Exercise brief
Answer these questions using the text on executive pay below:
1. At which university's school of management is Simon Peck an associate professor?
2. In many pay packages, through what does the biggest portion of pay come?
3. Whose fortunes does Mr. Peck say a CEO is responsible for?

Given text
But more than just how much to pay, they also have to think more broadly how they will pay their leaders, said Simon Peck, who is an associate professor of marketing and policy studies at Case Western Reserve University’s Weatherhead School of Management.
“They’re constantly struggling, particularly on the stock side, how do you get that balance right,” Mr. Peck said.
The way many packages are structured, the biggest portion of pay is through the awards of restricted stock or stock options. In some sense, that means executives have that money only on paper. And it further encourages them to be smart risk takers and good stewards of the company going forward.
“A lot of the compensation and wealth of these executives is ultimately tied up in the success of the company,” he said.
Even so, a compensation package reaching high into seven or even eight figures can look gaudy to the average American worker. Is anyone really worth that much money?
Mr. Peck, who studies executive compensation, knows his answer might sound as if he’s a shill for CEOs. But he said being in charge of a large company is an incredibly difficult job.
“I think these CEOs are worth pretty much every dime they get,” Mr. Peck said. “You’re responsible for the fortunes of thousands of people, either directly as employees [or as] suppliers, customers. It’s a very tough job.
“The world today changes very fast, technology changes fast, and you’re making big bets on the future of these organizations,” Mr. Peck said. “It’s a tough job, and they deserve to be compensated, I think.”

(Entries from a dataset)
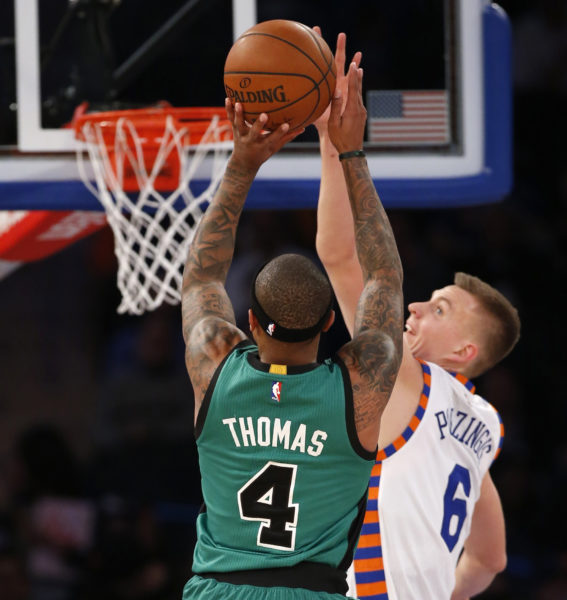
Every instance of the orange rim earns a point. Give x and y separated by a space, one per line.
150 122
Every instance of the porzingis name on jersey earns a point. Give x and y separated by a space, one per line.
262 431
466 429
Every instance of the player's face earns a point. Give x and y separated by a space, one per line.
442 325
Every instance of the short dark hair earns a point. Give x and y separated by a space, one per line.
501 328
293 291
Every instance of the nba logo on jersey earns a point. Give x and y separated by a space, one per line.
276 390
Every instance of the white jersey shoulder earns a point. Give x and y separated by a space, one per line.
426 484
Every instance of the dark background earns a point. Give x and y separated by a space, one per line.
97 407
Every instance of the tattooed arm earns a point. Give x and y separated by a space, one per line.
373 356
209 328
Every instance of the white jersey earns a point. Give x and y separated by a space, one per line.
422 493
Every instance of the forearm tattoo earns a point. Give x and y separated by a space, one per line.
212 249
375 352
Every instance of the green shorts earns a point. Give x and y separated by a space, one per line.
199 588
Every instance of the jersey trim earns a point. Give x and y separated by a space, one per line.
349 414
317 577
255 362
368 561
415 420
204 409
502 433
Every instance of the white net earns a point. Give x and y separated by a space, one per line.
152 230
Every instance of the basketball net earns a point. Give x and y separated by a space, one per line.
134 160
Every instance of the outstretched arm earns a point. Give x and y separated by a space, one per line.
373 356
335 241
209 328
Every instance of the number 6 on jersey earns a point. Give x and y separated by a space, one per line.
267 497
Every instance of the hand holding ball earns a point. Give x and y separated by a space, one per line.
282 68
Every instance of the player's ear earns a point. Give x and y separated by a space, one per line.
467 353
329 322
252 320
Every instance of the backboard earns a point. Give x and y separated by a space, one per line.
437 89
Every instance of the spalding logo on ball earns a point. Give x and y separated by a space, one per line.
282 68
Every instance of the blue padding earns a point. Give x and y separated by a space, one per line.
489 186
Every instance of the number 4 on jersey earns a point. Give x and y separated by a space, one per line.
267 497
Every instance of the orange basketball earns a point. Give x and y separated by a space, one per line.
282 68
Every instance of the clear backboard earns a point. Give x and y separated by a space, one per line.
437 89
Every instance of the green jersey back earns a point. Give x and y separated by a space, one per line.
284 477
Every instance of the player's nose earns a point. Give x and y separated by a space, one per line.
416 309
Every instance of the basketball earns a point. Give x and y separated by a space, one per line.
282 68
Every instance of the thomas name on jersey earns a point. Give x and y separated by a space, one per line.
462 427
249 431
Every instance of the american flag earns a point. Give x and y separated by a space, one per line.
408 117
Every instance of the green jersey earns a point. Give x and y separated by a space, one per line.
273 442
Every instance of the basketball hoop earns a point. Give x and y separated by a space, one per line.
143 164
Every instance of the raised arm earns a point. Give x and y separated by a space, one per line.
374 355
209 328
335 230
484 554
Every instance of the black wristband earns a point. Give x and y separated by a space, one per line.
351 154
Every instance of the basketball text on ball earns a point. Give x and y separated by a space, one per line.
276 94
281 68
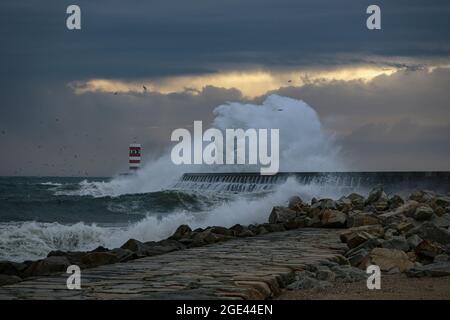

Answer
1. Case Western Reserve University's Weatherhead School of Management.
2. Awards of restricted stock or stock options.
3. The fortunes of thousands of people, either directly as employees or as suppliers and customers.